[Start of Attachment]

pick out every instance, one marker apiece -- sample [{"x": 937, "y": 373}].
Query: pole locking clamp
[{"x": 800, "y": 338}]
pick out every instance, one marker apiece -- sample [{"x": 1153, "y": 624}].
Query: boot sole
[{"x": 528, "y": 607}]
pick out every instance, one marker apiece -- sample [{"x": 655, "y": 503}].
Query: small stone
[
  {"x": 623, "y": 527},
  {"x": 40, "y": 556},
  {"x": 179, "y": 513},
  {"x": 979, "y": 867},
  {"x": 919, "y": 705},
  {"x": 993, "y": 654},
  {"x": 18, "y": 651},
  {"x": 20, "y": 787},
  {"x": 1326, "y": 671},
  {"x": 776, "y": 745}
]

[End of Attachment]

▶ What is expected:
Each entry above must be retyped exactly.

▶ Solution for this exercise:
pick out every instance, one marker apiece -- sample [{"x": 937, "y": 373}].
Query: pole locking clamp
[{"x": 800, "y": 338}]
pick out every instance, one marker apiece -- sample [{"x": 1153, "y": 624}].
Query: boot sole
[{"x": 528, "y": 607}]
pick out every instance, one marker apiece -- sample [{"x": 655, "y": 503}].
Query: small stone
[
  {"x": 623, "y": 527},
  {"x": 40, "y": 556},
  {"x": 179, "y": 513},
  {"x": 979, "y": 867},
  {"x": 919, "y": 705},
  {"x": 993, "y": 654},
  {"x": 18, "y": 651},
  {"x": 20, "y": 787},
  {"x": 1326, "y": 671},
  {"x": 776, "y": 745}
]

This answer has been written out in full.